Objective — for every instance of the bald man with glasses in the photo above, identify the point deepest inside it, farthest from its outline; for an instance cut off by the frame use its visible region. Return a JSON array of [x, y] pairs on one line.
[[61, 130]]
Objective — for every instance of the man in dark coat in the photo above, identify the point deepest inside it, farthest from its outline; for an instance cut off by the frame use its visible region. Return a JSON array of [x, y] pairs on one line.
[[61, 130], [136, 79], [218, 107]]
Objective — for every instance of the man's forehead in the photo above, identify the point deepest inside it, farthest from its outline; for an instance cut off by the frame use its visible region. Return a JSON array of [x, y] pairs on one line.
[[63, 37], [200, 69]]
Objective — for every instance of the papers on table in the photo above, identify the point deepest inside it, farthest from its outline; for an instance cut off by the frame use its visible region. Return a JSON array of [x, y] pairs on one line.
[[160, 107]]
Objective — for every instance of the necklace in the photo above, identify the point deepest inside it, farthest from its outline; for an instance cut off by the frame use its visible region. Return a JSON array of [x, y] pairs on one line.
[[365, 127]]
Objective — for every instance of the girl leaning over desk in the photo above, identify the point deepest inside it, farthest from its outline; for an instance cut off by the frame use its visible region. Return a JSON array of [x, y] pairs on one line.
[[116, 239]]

(Problem to work on)
Copy all of the data above word for word, keeping every line in its original order.

(Task answer)
Objective — for every instance of the bald man with glasses in the photo above, identify the point deepest inside it, farthest from its outline; for an instance cut off by the frame use its visible region. Return a JSON array of [x, y] pairs on one line.
[[61, 130]]
Objective — for every instance of the man in dark coat in the photo above, identify the point deepest inside it, farthest from its outline; for an instance cut off by the frame use its visible region. Return a JSON array of [x, y] pairs on one line.
[[61, 130], [136, 79], [218, 107]]
Objective — for every instance of the man's forehead in the photo above, identify the point deepest inside it, farthest from its outline; for an instance cut off by the frame use its visible region. Return a JSON array of [x, y] pairs on one line.
[[63, 37], [200, 69]]
Objective — for every instance of the papers on table in the photo above, identify the point deepest inside it, farthest from its outline; for an instance cut off by the frame use its visible region. Return a JSON array of [x, y] pairs on one line.
[[160, 107]]
Objective — for every instance of the necklace in the photo above, identify the point deepest inside it, farthest from its outline; for an instance cut off by the frame use its visible region. Return a JSON array of [x, y] pairs on one line.
[[365, 127]]
Objective — for every instance of the girl leaning over desk in the photo above, identify the point deepest inside it, farthest from its outline; for an instance cut off by the frame use its visible region. Return a JSON array of [x, y] pairs on one line.
[[116, 239]]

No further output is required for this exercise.